* _Passage for review_
On 16 Jan 2021, the plan for Joe Biden’s first 100 days was announced. The headline from NPR read “Biden To Quickly Sign Orders Mandating Masks, Reversing Trump Travel Ban And More.”
The part about “orders mandating masks” caught my attention. That story was tweeted on 17 Jan at 11:00 AM CT.
Here's what President-elect Joe Biden plans to do on his first day in office, on Wednesday: https://t.co/NQHUZdpIsN— NPR Politics (@nprpolitics) January 17, 2021
At a time when national tensions are high, with mandated mask wearing on the short list of grievances for some, is it wise to have a federal mandate? I posted this question on Twitter in response to the above NPR story.
Given that we’ve already seen armed rioters protesting mandatory mask requirements as a ‘violation of the 28th amendment,’ does a national mask mandate seem like a wise move toward bringing calm and unity right now? Perhaps wait till day 2? https://t.co/iuLNpZFAN0— Politics Group (@RFLPolitics) January 17, 2021
I don’t know if anyone else expressed a similar concern. Perhaps there were others. The following response (or coincidental tweet) came from Joe Biden within an hour.
I know masks have become a partisan issue — but it’s a patriotic act. Experts say wearing a mask from now until April will save more than 50,000 lives.— Joe Biden (@JoeBiden) January 17, 2021
Biden makes a good point. Regardless of the tensions surrounding mask wearing, there are 50,000 lives that could be saved.

* _Dataset content_
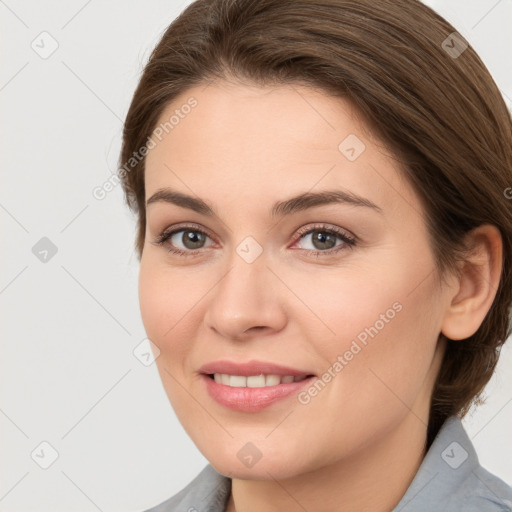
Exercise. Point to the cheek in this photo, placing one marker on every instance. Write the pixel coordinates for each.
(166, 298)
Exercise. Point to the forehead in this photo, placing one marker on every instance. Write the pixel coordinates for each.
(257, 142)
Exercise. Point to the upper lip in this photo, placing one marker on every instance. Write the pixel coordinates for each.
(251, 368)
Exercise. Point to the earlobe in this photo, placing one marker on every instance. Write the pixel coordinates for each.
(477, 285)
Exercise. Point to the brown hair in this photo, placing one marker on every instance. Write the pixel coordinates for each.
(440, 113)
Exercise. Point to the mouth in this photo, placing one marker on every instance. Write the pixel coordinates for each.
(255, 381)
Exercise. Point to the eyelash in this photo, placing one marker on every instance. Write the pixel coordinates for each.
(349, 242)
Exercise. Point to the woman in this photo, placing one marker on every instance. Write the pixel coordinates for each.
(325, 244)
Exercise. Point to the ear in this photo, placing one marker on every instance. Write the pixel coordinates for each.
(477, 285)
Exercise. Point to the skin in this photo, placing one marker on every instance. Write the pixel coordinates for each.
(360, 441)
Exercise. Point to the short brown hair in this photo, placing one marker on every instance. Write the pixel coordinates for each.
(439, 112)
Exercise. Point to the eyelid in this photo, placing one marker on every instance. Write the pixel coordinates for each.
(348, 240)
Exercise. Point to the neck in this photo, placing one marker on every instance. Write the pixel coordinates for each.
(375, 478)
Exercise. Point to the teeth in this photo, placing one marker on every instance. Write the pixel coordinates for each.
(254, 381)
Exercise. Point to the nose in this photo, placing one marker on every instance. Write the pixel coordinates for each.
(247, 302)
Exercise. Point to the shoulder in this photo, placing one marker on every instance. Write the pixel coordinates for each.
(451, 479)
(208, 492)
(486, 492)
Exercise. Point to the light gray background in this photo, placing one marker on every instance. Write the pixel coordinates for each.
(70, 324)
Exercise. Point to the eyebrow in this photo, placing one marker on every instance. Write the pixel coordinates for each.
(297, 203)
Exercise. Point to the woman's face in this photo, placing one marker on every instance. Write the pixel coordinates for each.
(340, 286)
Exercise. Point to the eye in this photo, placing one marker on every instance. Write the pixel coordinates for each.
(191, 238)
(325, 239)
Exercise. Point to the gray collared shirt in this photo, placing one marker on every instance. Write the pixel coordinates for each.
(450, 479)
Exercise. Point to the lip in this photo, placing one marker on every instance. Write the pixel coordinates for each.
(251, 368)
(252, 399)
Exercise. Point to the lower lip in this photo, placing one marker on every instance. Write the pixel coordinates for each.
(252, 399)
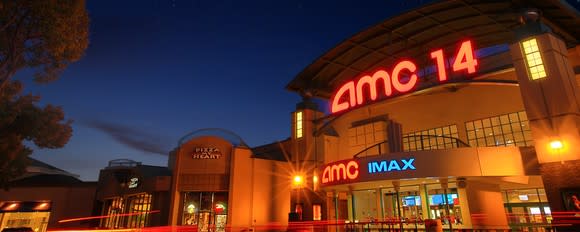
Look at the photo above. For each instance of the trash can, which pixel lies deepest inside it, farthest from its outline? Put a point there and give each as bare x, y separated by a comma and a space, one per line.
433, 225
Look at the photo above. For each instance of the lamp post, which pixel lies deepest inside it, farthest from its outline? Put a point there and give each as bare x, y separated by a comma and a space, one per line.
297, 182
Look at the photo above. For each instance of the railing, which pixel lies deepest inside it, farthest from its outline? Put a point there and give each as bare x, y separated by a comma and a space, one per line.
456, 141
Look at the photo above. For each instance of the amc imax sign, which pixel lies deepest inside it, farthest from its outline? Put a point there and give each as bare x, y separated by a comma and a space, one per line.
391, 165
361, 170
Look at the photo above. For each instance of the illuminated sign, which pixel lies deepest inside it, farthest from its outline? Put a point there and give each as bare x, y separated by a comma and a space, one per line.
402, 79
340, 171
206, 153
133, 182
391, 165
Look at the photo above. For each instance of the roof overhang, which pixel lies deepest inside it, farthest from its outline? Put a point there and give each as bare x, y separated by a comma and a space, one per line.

* _Task item 1_
Translate this sentence from the passage on the national mask mandate into Spanish: "Regardless of the tensions surrounding mask wearing, there are 50,000 lives that could be saved."
* _Task item 2_
Continue the passage on the national mask mandate from its final sentence.

* _Written response 1_
Independientemente de las tensiones en torno al uso de mascarillas, hay 50.000 vidas que podrían salvarse.

* _Written response 2_
My reference to the non-existent 28th Amendment is my way of pointing out that there’s no provision in the Constitution for the freedom to not wear masks. We don’t have the freedom to drive drunk either. Activities that could endanger others are typically regulated by the government.
Mask Mandate Limited in Scope
The Biden mask mandate will only apply to those on Federal property, or involved in interstate travel. Yet some will undoubtedly see it as an infringement on rights and freedoms.
If the inconvenience and cost to us as individuals is minimal, and the benefit is more than 50,000 lives saved. Will people willingly comply?
Micro Behaviors That Save Lives
There will undoubtedly be many similar initiatives in the future, based on science, where we will collectively need to engage in micro-behaviors that collectively benefit others but don’t impact our lives significantly.
As with a weight loss regimen, there are things in life where the big benefits and results aren’t seen until later. That makes the process harder — even for things that will personally benefit us. So, when we’re talking about doing something for others, and perhaps never personally witnessing the benefit, that’s even more challenging. It’s a good test of our personal ethics.
Mask wearing is already popular among those who don’t want to get and spread COVID-19 (or other diseases), but we’ve seen large armed uprisings and protests from some who say that requesting citizens to wear masks violates individual freedom. Some anti-mask activists claim masks are ineffective, despite their ongoing use in a variety of applications. Among those opposed to masks, some believe they can be harmful to health. We will need to wait and see what the response is to this latest development. Hopefully the mood and mentality of the country will shift toward a willingness making small sacrifices for others.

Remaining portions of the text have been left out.